Segment Start: Exercise input

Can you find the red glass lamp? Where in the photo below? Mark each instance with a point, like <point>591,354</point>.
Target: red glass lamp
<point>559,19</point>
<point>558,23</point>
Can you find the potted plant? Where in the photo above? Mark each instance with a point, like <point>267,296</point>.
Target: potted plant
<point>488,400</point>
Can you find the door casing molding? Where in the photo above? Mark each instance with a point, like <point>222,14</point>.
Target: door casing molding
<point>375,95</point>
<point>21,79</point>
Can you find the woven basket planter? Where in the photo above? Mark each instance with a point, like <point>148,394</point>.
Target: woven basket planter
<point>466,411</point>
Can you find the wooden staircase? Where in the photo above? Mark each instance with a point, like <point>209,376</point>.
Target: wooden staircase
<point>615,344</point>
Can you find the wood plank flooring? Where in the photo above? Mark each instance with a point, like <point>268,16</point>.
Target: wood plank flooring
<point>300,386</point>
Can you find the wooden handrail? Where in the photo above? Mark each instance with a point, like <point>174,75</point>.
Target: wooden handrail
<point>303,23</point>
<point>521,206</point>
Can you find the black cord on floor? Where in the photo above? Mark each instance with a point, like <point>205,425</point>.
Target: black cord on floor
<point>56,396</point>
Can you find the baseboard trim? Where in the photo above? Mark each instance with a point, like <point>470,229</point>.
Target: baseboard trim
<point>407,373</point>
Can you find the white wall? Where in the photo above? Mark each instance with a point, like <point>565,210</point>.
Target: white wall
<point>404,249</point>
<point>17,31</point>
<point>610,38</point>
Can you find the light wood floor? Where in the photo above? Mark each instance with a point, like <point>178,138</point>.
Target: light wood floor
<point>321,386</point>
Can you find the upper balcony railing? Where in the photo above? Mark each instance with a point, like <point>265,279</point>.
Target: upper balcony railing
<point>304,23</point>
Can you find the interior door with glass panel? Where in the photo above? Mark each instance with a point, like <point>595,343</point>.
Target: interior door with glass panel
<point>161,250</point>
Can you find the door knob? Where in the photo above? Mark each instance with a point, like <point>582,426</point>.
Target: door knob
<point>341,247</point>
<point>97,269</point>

Segment End: Exercise input

• [Work order] Word for word, set down all the lines above.

• [Solved problem]
Can you find the red glass lamp? Where in the photo below? Mark each instance with a point, like <point>591,354</point>.
Target: red glass lamp
<point>559,19</point>
<point>558,23</point>
Can you find the potted plant? Where in the photo above? Mark each instance with a point, like <point>267,296</point>.
Target: potted plant
<point>488,400</point>
Can you find the door casing molding? Where in the photo above? Mark each instance with a point, like <point>222,14</point>.
Target: door casing molding
<point>375,95</point>
<point>21,79</point>
Can you find the woven basket planter? Where in the photo above? Mark each instance with a point, like <point>148,394</point>.
Target: woven basket planter
<point>466,411</point>
Can you find the wooden staircase? Where in the photo above? Mark each instance with a point, like <point>209,376</point>.
Target: wooden staircase
<point>615,344</point>
Can you find the wood plank flooring? Where in the photo above? Mark each instance with a point, like <point>268,16</point>.
Target: wood plank flooring
<point>300,386</point>
Can you find the wooden handrail? Where in the photo above? Mark each instance with a point, like <point>174,75</point>.
Target: wooden handrail
<point>303,23</point>
<point>521,206</point>
Can you find the black cord on floor? Where in the photo above? Mark each instance with a point, like <point>205,425</point>.
Target: black cord on floor
<point>56,396</point>
Can you find the baseboard trim? Where in the photo above? Mark each instance with a point, like <point>470,229</point>.
Target: baseboard trim
<point>407,373</point>
Can you find the white wall? Where in the photo above? Mark each instance with a point, like <point>565,210</point>.
Target: white wall
<point>404,249</point>
<point>17,31</point>
<point>610,38</point>
Can you find the light wood floor? Where in the photo above? Mark each instance with a point, like <point>178,138</point>.
Target: light wood floor
<point>321,386</point>
Can you find the upper balcony railing? Where in the photo above? Mark each instance with a point, like <point>265,279</point>.
Target: upper balcony railing
<point>304,23</point>
Can you find the interior door with glass panel? Where in the photo above? Mark each instance with a point, like <point>595,343</point>.
Target: interior door with glass panel
<point>161,250</point>
Can you find the door knob? Where in the photo above? Mark each instance with a point, like <point>582,426</point>.
Target: door knob
<point>341,247</point>
<point>97,269</point>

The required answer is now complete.